**RAW RECORDS**
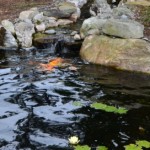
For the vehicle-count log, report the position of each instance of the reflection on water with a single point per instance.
(37, 111)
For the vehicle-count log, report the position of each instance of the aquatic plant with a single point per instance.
(108, 108)
(83, 147)
(138, 146)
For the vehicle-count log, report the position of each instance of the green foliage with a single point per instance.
(109, 108)
(138, 146)
(84, 147)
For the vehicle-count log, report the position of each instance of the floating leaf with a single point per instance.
(76, 103)
(102, 148)
(132, 147)
(84, 147)
(109, 108)
(143, 143)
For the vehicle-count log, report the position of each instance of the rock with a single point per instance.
(124, 54)
(40, 27)
(77, 37)
(101, 9)
(2, 35)
(93, 32)
(39, 18)
(8, 25)
(73, 33)
(24, 31)
(10, 41)
(139, 2)
(118, 12)
(7, 40)
(123, 28)
(28, 14)
(63, 22)
(52, 31)
(75, 15)
(67, 9)
(90, 24)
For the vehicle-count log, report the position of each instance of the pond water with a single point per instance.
(37, 111)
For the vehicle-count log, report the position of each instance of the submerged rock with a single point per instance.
(8, 25)
(24, 31)
(93, 23)
(123, 28)
(124, 54)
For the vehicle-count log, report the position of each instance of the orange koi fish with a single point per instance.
(52, 64)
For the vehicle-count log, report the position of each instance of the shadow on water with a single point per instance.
(37, 111)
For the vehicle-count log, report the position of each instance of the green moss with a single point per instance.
(107, 108)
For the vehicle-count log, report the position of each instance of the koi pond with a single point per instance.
(40, 109)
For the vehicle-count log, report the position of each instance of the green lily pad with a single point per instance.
(143, 143)
(84, 147)
(102, 148)
(108, 108)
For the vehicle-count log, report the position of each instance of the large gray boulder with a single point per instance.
(63, 10)
(10, 41)
(101, 9)
(94, 24)
(28, 14)
(121, 11)
(8, 25)
(124, 54)
(67, 9)
(78, 3)
(24, 32)
(124, 28)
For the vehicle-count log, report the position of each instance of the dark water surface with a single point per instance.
(37, 111)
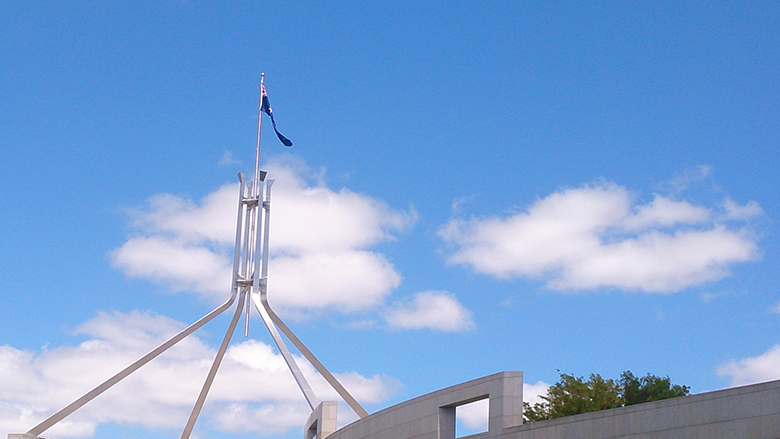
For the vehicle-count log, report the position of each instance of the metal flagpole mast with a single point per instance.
(249, 285)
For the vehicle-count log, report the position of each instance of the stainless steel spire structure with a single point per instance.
(249, 286)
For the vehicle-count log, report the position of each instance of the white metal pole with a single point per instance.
(214, 367)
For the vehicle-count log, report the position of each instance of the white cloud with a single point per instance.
(320, 244)
(436, 310)
(598, 236)
(765, 367)
(253, 380)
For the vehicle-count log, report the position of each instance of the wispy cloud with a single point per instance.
(321, 244)
(764, 367)
(253, 379)
(436, 310)
(598, 236)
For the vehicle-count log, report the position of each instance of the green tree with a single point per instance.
(573, 395)
(648, 388)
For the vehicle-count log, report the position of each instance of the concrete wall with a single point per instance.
(750, 412)
(432, 416)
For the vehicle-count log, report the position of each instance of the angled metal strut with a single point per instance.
(250, 286)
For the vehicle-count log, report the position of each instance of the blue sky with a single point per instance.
(474, 187)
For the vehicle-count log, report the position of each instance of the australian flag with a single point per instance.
(266, 107)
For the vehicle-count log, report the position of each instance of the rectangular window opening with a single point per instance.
(472, 418)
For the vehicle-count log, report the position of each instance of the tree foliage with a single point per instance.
(574, 395)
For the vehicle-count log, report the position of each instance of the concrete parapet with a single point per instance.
(432, 416)
(749, 412)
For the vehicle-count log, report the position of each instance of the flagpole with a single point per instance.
(256, 192)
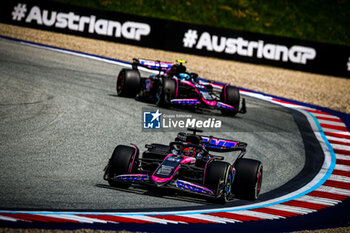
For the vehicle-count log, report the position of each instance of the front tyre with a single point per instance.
(128, 83)
(218, 178)
(248, 179)
(123, 161)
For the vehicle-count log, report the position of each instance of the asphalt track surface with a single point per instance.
(61, 120)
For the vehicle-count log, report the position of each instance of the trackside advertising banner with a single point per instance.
(180, 37)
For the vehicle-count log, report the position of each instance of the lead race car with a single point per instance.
(188, 165)
(174, 85)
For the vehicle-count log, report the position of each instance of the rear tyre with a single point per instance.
(165, 92)
(248, 179)
(218, 178)
(123, 161)
(128, 83)
(230, 95)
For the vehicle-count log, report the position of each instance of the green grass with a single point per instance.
(315, 20)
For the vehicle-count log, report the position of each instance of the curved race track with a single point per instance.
(61, 119)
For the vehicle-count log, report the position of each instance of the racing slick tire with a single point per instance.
(248, 179)
(123, 161)
(218, 178)
(230, 95)
(158, 152)
(128, 83)
(165, 92)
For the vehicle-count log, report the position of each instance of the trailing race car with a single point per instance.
(173, 85)
(187, 165)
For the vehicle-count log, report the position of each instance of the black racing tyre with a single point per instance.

**PROMPT**
In your copy, repeat each record exactly and include no pictures.

**RESULT OF THE EXERCISE**
For the vehicle-count log, report the position of each instance of the reflection on water with a single point per instance.
(37, 111)
For the vehicle-count log, report the position of each instance of the aquatic plant with a single point per instance.
(108, 108)
(83, 147)
(138, 146)
For the vehicle-count log, report the position of each instance of the green foliage with a single point per instance.
(109, 108)
(138, 146)
(84, 147)
For the vehicle-count log, report the position of each instance of the floating leaf with a single point per instance.
(76, 103)
(102, 148)
(132, 147)
(84, 147)
(109, 108)
(143, 143)
For the vehicle-count log, report the position of each instance of the rock with a single point per instance.
(124, 54)
(40, 27)
(77, 37)
(101, 9)
(2, 35)
(93, 32)
(39, 18)
(8, 25)
(73, 33)
(24, 31)
(10, 41)
(139, 2)
(118, 12)
(7, 40)
(123, 28)
(28, 14)
(63, 22)
(52, 31)
(75, 15)
(67, 9)
(90, 24)
For the vehicle-count log, report the position of each instance of the pond water with a single point per instance.
(37, 111)
For the vehicle-count log, report the position of each instance of the submerged rock with a single point per instance.
(8, 25)
(24, 31)
(93, 23)
(123, 28)
(124, 54)
For the vehicle-count log, report the position of each instance of the orange koi fish with a single point per instance.
(52, 64)
For the vehicle-count log, report the position of each instance of the shadow on water with a single point per instance.
(37, 111)
For the vehicle-count log, report the position of each instance of the green moss with a single point per instance.
(107, 108)
For the vehicle-count log, report the position of each instance of the koi pond with a single point per instance.
(40, 109)
For the vehicle-count log, report the position of each instance of the green lily pad with a single point per instance.
(143, 143)
(84, 147)
(102, 148)
(108, 108)
For the vehicle-count log, report the position of each instance of the large gray boulder with a single point per instance.
(63, 10)
(10, 41)
(101, 9)
(94, 24)
(28, 14)
(121, 11)
(8, 25)
(124, 54)
(67, 9)
(78, 3)
(24, 32)
(124, 28)
For the vehicle-count log, report the position of each instance of the dark water surface with a single point per instance.
(37, 111)
For the vehicle-count log, report the position of each instance of the metal flagpole mast with a single point per instance.
(249, 285)
For the vehicle-count log, report the position of each instance of the stainless steel spire structure with a single point per instance.
(249, 286)
For the vehicle-count log, report the position of each instance of the white metal pole with a single point per instance.
(214, 367)
For the vehicle-count log, report the position of each instance of the white cloud with a single point per instance.
(320, 244)
(436, 310)
(598, 236)
(765, 367)
(253, 380)
For the vehicle-count log, report the position of each instance of the wispy cloud with a single point per instance.
(321, 244)
(764, 367)
(253, 379)
(436, 310)
(598, 236)
For the vehicle-count log, report the position of each instance of the green tree with a single point per instance.
(573, 395)
(648, 388)
For the vehicle-count log, report the position of each instance of the concrete wall with a single point per instance.
(750, 412)
(432, 416)
For the vehicle-count log, report the position of each instance of the angled metal strut with a single point per instance.
(250, 286)
For the vehicle-count log, report the position of each instance of the blue sky with a single point per instance.
(474, 187)
For the vehicle-count log, report the position of each instance of the australian flag with a single point per instance.
(266, 107)
For the vehicle-count log, report the position of each instance of the rectangular window opening with a single point per instance.
(472, 418)
For the vehicle-count log, report the position of each instance of the tree foliage with a single point per instance.
(574, 395)
For the vehicle-count log, report the position of each instance of the concrete parapet with a single point per instance.
(432, 416)
(749, 412)
For the vehicle-count log, report the position of each instance of the flagpole with a single point per instance.
(256, 192)
For the vehicle-count log, report the position of each instance of the front tyre with a single point per instance.
(128, 83)
(218, 178)
(248, 179)
(123, 161)
For the vehicle-count log, report the position of each instance of the asphalt track surface with a single point per instance.
(61, 120)
For the vehicle-count log, report the position of each instance of the trackside advertising banner with a single point per instance.
(180, 37)
For the vehicle-count log, report the position of each instance of the lead race car with a single point per instance.
(188, 165)
(174, 85)
For the vehicle-count log, report the position of each instance of the rear tyre with a single point per instance.
(165, 92)
(248, 179)
(218, 178)
(123, 161)
(128, 83)
(230, 95)
For the vehicle-count log, report the position of each instance of the green grass with a single point per instance.
(315, 20)
For the vehicle-count log, report the position of each instance of the curved race track with a single point per instance.
(61, 119)
For the vehicle-count log, report the position of each instance of the racing slick tire with a single point per instance.
(248, 179)
(123, 161)
(218, 178)
(230, 95)
(158, 152)
(128, 83)
(165, 92)
For the vehicle-count log, report the position of each instance of the trailing race car with a single point per instance.
(173, 85)
(187, 165)
For the vehicle-count log, report the position of each instance of the black racing tyre with a single point per instance.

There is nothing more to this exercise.